Location identification items
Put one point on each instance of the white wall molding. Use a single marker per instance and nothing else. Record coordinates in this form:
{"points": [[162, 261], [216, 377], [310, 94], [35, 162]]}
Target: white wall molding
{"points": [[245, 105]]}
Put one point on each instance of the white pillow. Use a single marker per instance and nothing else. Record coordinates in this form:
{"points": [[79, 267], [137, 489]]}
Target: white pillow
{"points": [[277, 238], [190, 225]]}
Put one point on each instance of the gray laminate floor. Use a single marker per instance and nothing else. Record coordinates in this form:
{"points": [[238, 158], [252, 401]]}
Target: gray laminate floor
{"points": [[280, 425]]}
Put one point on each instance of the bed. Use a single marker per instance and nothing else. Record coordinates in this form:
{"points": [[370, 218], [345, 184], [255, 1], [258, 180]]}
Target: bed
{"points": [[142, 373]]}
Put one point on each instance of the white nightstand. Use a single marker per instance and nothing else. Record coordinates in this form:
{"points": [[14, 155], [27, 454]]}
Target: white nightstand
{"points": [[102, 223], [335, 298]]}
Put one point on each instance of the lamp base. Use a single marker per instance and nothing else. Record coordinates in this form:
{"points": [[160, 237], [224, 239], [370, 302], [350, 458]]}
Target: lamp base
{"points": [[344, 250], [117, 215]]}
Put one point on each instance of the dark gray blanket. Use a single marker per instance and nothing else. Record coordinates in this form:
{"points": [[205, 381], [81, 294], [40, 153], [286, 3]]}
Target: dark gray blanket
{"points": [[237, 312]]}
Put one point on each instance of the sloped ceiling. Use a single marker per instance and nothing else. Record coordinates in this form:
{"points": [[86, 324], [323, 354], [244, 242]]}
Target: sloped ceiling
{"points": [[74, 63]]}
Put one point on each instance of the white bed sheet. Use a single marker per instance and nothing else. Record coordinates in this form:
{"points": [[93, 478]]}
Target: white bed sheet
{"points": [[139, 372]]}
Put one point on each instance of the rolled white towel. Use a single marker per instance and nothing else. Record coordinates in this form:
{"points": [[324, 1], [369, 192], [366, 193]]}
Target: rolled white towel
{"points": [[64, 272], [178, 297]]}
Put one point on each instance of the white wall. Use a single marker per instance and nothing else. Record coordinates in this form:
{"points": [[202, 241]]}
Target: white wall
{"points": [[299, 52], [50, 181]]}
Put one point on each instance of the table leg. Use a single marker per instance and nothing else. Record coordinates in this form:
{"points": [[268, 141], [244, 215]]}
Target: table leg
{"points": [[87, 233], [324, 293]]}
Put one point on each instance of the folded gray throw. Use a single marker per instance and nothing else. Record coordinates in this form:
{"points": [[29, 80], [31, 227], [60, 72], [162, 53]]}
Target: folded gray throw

**WRITTEN TASK:**
Convert the lines of the records into a numbered list, starting at the line that contains "Put one point on each instance of the folded" and ending at the end of the records. Omit any blank lines.

**TASK RESPONSE:**
1. Put one point on each instance of the folded gray throw. Use a single marker per instance and nothing else. Record coordinates in this form:
2. {"points": [[29, 80], [31, 227], [60, 72], [162, 53]]}
3. Target: folded gray throw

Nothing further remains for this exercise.